TEXT PASSAGE:
★ ★ ★ ★ ★

War Pictures by Antonio Lopez, UnderstandMedia.com Contributor

Regardless of your opinions about the reasons for going to war in Iraq, the Bush Administration has relied heavily on media management and imagery to justify and promote its cause. Whether it is Secretary of Sate Colin Powell using a multimedia presentation at the United Nations Security Council to cajole a resolution to support military action before the war, or the now infamous publicity stunt orchestrated by the White House in which President Bush landed on the aircraft carrier donning a flight suit, framed by a large banner, "Mission Accomplished."

Add to that the use of imbedded reporters and the vigorous attempt by the Pentagon to prevent photos of dead soldiers and flag draped coffins from appearing in the media furthers the resolve that images of the war would be tightly managed by the government. It's no wonder than that historians of the future might regard the unraveling of domestic support of the war as coming from images in the media.

As they say, live by the sword, die by the sword.

The premise of media and image management is simple: if you don't see it, it doesn't exist. Media activists have long complained that it's difficult to advocate alternative views when they do not get reported in the media. People who depend on media for information, especially television, truly believe that if something is important, it would appear in the news. After all, isn't it the New York Times that proudly boasts, "all the news that's fit to print" on its masthead?

★ ★ ★ ★ ★

SET TASK: In the essay on war imagery, what does the author give as the simple premise of media and image management? The lines that follow are not needed.

Bounding box annotation entries

★ ★ ★ ★ ★

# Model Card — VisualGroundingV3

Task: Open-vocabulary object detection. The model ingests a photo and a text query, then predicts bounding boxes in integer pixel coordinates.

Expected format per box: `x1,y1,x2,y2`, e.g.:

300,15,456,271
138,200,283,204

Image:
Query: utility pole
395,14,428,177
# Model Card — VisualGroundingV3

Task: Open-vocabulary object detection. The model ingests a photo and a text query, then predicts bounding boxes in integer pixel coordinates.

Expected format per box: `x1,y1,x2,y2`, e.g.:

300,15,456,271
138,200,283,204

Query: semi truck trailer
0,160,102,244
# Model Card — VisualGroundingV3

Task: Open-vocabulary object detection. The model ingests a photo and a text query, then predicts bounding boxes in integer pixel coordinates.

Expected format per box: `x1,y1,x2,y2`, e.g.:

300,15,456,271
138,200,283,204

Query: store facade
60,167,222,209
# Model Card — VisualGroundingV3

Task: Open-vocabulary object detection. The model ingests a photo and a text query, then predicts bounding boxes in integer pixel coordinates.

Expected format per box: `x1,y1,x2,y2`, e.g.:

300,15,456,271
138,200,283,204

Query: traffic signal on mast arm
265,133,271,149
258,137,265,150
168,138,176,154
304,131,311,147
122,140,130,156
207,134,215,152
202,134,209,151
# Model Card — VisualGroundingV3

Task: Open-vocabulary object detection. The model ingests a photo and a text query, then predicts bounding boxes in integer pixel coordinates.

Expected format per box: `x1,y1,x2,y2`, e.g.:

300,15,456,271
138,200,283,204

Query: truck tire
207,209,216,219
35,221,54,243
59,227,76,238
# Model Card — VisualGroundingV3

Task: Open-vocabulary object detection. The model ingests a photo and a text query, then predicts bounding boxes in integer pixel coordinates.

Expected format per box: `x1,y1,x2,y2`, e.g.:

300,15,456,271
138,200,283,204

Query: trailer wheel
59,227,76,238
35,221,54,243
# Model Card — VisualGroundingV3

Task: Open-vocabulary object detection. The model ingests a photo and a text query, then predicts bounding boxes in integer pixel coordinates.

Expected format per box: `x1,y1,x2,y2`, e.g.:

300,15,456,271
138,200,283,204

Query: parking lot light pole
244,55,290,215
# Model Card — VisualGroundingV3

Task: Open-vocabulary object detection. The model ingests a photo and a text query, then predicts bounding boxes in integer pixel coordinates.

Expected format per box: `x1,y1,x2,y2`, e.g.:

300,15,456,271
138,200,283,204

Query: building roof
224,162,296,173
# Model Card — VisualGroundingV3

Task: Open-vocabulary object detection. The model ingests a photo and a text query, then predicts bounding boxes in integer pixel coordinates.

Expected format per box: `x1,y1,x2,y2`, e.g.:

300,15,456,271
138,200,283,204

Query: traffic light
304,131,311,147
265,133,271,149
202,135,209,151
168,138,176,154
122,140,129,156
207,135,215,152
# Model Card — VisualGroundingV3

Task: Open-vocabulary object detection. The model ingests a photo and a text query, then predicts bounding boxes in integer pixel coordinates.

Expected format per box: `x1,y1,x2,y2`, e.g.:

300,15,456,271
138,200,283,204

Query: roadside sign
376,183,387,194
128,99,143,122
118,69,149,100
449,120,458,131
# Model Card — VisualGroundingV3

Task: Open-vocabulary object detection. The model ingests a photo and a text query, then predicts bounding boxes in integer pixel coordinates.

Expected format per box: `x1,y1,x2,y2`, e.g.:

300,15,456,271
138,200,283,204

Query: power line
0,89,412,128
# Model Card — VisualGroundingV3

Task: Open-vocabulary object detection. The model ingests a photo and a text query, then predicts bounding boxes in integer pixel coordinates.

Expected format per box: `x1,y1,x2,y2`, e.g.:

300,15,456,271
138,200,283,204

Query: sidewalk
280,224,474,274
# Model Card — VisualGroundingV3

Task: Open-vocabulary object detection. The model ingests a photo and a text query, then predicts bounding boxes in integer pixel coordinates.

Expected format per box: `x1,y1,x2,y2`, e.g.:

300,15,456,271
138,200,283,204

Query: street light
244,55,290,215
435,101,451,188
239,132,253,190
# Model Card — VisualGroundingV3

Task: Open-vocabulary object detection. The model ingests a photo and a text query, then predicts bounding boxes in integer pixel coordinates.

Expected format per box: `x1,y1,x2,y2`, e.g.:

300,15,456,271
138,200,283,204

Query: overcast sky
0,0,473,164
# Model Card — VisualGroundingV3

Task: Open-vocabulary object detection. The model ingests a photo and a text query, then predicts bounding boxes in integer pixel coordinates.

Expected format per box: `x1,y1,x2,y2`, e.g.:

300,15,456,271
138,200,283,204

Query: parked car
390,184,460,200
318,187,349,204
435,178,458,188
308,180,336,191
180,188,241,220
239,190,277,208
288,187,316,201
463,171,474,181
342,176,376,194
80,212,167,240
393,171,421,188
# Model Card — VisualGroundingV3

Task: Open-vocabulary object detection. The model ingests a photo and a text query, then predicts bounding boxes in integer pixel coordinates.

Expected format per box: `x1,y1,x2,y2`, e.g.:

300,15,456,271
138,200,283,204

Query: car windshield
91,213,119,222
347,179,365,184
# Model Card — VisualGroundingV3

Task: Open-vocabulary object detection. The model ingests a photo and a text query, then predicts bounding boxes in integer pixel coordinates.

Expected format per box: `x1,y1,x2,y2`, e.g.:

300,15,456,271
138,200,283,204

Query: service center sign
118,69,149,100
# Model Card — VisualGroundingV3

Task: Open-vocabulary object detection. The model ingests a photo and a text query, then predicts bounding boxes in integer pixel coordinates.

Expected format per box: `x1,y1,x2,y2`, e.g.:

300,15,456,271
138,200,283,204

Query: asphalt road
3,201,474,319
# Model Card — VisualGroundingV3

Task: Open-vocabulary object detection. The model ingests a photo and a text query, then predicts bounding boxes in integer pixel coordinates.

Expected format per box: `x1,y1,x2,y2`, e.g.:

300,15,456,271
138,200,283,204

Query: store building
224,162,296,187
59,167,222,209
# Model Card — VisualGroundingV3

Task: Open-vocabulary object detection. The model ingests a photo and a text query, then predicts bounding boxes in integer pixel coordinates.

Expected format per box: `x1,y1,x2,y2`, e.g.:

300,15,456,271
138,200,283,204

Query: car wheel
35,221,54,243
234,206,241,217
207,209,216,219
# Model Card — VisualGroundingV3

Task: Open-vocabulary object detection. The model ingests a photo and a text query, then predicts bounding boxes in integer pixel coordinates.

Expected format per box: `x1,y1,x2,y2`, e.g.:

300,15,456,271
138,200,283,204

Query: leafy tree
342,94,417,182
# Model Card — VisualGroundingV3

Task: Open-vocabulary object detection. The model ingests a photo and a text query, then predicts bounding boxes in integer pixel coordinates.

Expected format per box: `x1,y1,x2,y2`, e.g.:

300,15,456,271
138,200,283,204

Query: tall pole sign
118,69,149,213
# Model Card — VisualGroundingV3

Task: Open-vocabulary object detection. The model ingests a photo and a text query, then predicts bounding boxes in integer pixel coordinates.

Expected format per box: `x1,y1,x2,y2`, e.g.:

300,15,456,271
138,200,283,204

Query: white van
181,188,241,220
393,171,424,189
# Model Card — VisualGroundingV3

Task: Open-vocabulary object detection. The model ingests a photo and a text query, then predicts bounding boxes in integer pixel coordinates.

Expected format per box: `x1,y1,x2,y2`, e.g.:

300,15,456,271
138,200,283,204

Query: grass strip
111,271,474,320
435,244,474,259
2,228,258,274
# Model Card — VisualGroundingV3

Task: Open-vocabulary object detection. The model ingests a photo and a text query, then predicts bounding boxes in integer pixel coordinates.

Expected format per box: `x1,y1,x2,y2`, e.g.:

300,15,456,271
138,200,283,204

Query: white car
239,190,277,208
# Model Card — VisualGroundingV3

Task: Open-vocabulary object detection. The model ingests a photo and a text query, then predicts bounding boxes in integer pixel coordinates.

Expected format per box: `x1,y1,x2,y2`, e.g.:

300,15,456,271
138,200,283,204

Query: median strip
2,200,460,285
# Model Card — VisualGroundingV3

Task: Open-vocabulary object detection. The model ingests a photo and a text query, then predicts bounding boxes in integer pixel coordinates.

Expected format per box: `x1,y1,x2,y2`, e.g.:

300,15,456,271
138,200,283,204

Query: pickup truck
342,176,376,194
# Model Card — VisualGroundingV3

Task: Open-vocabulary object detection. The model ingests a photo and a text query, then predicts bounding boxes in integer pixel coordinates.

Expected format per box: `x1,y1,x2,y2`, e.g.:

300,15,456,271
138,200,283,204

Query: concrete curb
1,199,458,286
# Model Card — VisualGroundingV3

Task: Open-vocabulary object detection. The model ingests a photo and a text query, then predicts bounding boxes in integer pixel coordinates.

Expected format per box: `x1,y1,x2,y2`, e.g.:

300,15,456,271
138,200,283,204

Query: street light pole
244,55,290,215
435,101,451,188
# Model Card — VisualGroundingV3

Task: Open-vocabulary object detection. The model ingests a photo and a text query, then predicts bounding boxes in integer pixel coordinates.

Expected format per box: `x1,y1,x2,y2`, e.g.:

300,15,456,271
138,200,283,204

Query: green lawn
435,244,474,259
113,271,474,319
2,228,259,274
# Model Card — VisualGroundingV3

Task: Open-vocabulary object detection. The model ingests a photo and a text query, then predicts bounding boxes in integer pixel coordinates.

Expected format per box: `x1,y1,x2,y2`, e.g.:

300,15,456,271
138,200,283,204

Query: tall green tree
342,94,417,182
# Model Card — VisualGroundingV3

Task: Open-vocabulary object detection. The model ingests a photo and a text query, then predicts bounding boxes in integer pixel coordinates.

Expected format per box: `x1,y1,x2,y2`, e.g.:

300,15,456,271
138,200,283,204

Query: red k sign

★ ★ ★ ★ ★

FINAL RESULT: If you don't see it, it doesn't exist.